### [EXERCISE]
Please extract every line from the items below that contains the string "desk". Case counts.

### [INFORMATION SUPPLIED]
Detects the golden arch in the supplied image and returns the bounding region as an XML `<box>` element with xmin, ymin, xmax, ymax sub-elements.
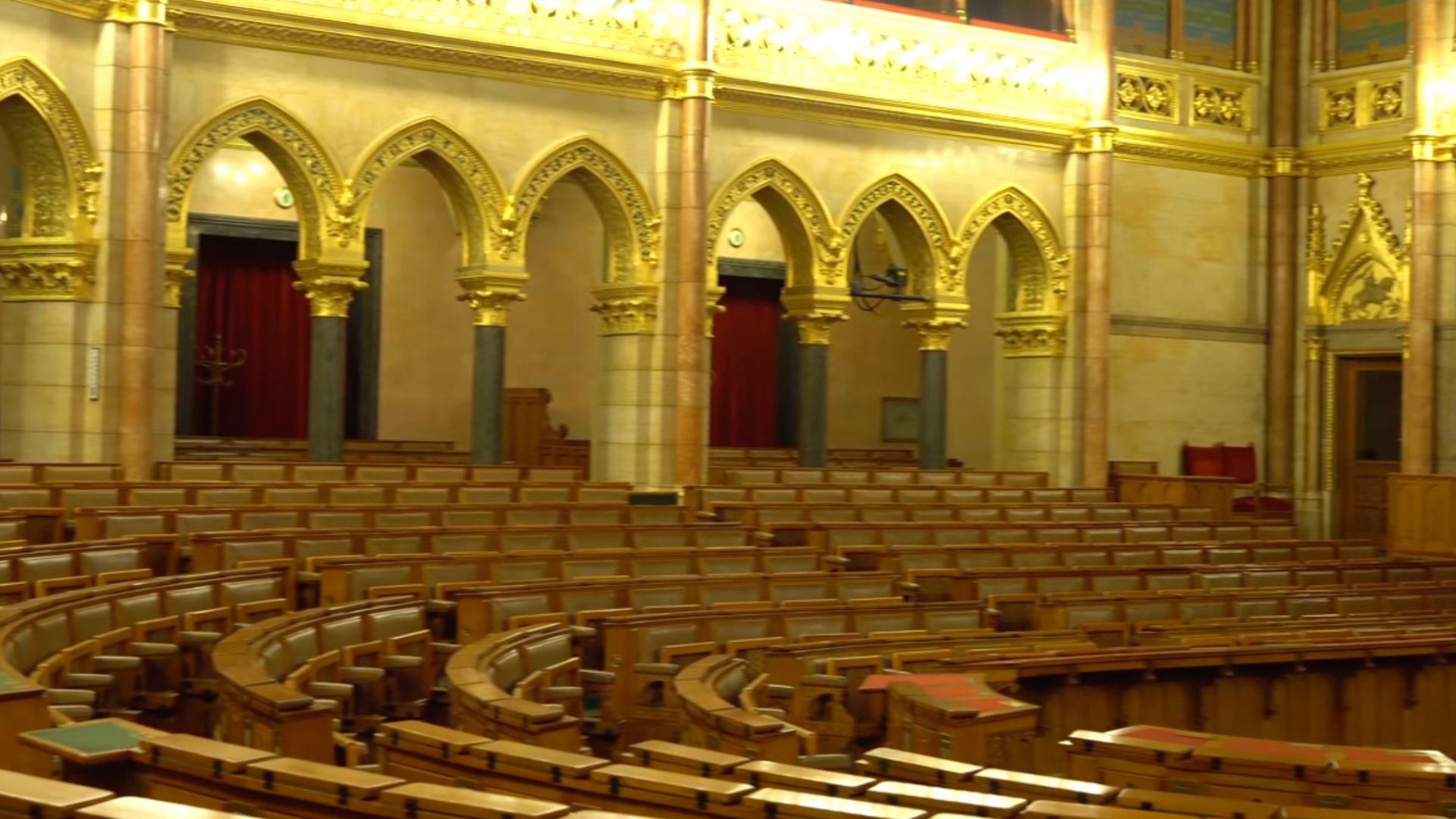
<box><xmin>497</xmin><ymin>137</ymin><xmax>663</xmax><ymax>284</ymax></box>
<box><xmin>708</xmin><ymin>158</ymin><xmax>843</xmax><ymax>287</ymax></box>
<box><xmin>0</xmin><ymin>57</ymin><xmax>102</xmax><ymax>239</ymax></box>
<box><xmin>828</xmin><ymin>174</ymin><xmax>965</xmax><ymax>300</ymax></box>
<box><xmin>168</xmin><ymin>96</ymin><xmax>344</xmax><ymax>259</ymax></box>
<box><xmin>956</xmin><ymin>185</ymin><xmax>1072</xmax><ymax>313</ymax></box>
<box><xmin>339</xmin><ymin>117</ymin><xmax>508</xmax><ymax>265</ymax></box>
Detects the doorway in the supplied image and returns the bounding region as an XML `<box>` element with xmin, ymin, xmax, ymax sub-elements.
<box><xmin>1335</xmin><ymin>356</ymin><xmax>1401</xmax><ymax>541</ymax></box>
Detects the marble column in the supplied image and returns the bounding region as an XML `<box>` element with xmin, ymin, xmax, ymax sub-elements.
<box><xmin>460</xmin><ymin>277</ymin><xmax>526</xmax><ymax>463</ymax></box>
<box><xmin>1075</xmin><ymin>0</ymin><xmax>1117</xmax><ymax>487</ymax></box>
<box><xmin>294</xmin><ymin>261</ymin><xmax>367</xmax><ymax>462</ymax></box>
<box><xmin>785</xmin><ymin>307</ymin><xmax>849</xmax><ymax>468</ymax></box>
<box><xmin>117</xmin><ymin>0</ymin><xmax>168</xmax><ymax>481</ymax></box>
<box><xmin>1401</xmin><ymin>0</ymin><xmax>1442</xmax><ymax>472</ymax></box>
<box><xmin>1249</xmin><ymin>0</ymin><xmax>1301</xmax><ymax>487</ymax></box>
<box><xmin>671</xmin><ymin>0</ymin><xmax>714</xmax><ymax>485</ymax></box>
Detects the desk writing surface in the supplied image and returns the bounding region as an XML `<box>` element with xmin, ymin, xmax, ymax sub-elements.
<box><xmin>859</xmin><ymin>673</ymin><xmax>1034</xmax><ymax>714</ymax></box>
<box><xmin>0</xmin><ymin>770</ymin><xmax>112</xmax><ymax>819</ymax></box>
<box><xmin>20</xmin><ymin>717</ymin><xmax>166</xmax><ymax>765</ymax></box>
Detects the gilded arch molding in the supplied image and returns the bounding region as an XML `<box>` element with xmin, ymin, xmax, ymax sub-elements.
<box><xmin>166</xmin><ymin>98</ymin><xmax>346</xmax><ymax>259</ymax></box>
<box><xmin>958</xmin><ymin>185</ymin><xmax>1072</xmax><ymax>313</ymax></box>
<box><xmin>1304</xmin><ymin>174</ymin><xmax>1410</xmax><ymax>326</ymax></box>
<box><xmin>844</xmin><ymin>174</ymin><xmax>965</xmax><ymax>303</ymax></box>
<box><xmin>0</xmin><ymin>57</ymin><xmax>102</xmax><ymax>239</ymax></box>
<box><xmin>706</xmin><ymin>158</ymin><xmax>845</xmax><ymax>287</ymax></box>
<box><xmin>346</xmin><ymin>117</ymin><xmax>508</xmax><ymax>265</ymax></box>
<box><xmin>494</xmin><ymin>137</ymin><xmax>663</xmax><ymax>287</ymax></box>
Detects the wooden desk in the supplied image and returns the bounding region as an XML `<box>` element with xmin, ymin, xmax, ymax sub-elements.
<box><xmin>20</xmin><ymin>717</ymin><xmax>166</xmax><ymax>765</ymax></box>
<box><xmin>0</xmin><ymin>768</ymin><xmax>114</xmax><ymax>819</ymax></box>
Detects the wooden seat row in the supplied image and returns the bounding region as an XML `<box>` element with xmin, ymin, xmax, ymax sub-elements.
<box><xmin>76</xmin><ymin>503</ymin><xmax>695</xmax><ymax>539</ymax></box>
<box><xmin>312</xmin><ymin>547</ymin><xmax>837</xmax><ymax>605</ymax></box>
<box><xmin>712</xmin><ymin>468</ymin><xmax>1046</xmax><ymax>488</ymax></box>
<box><xmin>0</xmin><ymin>481</ymin><xmax>629</xmax><ymax>514</ymax></box>
<box><xmin>0</xmin><ymin>570</ymin><xmax>287</xmax><ymax>773</ymax></box>
<box><xmin>706</xmin><ymin>501</ymin><xmax>1213</xmax><ymax>529</ymax></box>
<box><xmin>190</xmin><ymin>524</ymin><xmax>753</xmax><ymax>571</ymax></box>
<box><xmin>786</xmin><ymin>520</ymin><xmax>1299</xmax><ymax>552</ymax></box>
<box><xmin>156</xmin><ymin>460</ymin><xmax>582</xmax><ymax>484</ymax></box>
<box><xmin>682</xmin><ymin>484</ymin><xmax>1117</xmax><ymax>510</ymax></box>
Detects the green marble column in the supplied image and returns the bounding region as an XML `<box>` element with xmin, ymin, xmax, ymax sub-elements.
<box><xmin>798</xmin><ymin>343</ymin><xmax>828</xmax><ymax>466</ymax></box>
<box><xmin>920</xmin><ymin>350</ymin><xmax>946</xmax><ymax>469</ymax></box>
<box><xmin>309</xmin><ymin>315</ymin><xmax>348</xmax><ymax>462</ymax></box>
<box><xmin>470</xmin><ymin>325</ymin><xmax>505</xmax><ymax>463</ymax></box>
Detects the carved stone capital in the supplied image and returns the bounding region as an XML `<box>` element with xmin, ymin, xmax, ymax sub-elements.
<box><xmin>162</xmin><ymin>248</ymin><xmax>196</xmax><ymax>309</ymax></box>
<box><xmin>293</xmin><ymin>259</ymin><xmax>369</xmax><ymax>319</ymax></box>
<box><xmin>996</xmin><ymin>313</ymin><xmax>1067</xmax><ymax>359</ymax></box>
<box><xmin>905</xmin><ymin>316</ymin><xmax>965</xmax><ymax>351</ymax></box>
<box><xmin>0</xmin><ymin>239</ymin><xmax>96</xmax><ymax>302</ymax></box>
<box><xmin>592</xmin><ymin>284</ymin><xmax>657</xmax><ymax>335</ymax></box>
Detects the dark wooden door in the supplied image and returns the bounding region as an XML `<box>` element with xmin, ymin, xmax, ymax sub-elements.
<box><xmin>1335</xmin><ymin>356</ymin><xmax>1401</xmax><ymax>539</ymax></box>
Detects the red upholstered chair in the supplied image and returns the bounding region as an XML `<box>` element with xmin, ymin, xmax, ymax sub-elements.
<box><xmin>1182</xmin><ymin>443</ymin><xmax>1294</xmax><ymax>517</ymax></box>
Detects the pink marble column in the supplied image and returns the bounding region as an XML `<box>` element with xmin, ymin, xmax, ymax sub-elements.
<box><xmin>117</xmin><ymin>0</ymin><xmax>166</xmax><ymax>481</ymax></box>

### [EXERCISE OUTPUT]
Detects the desk writing surface in the supplied image and returns the bounding region as an XML `<box>` element with xmin, ymin, xmax, ymax sub-elements.
Detects the wooden desk in the supplied image and returns the bounding region as an XML `<box>` element with xmin, ymin, xmax, ymax sub-elements.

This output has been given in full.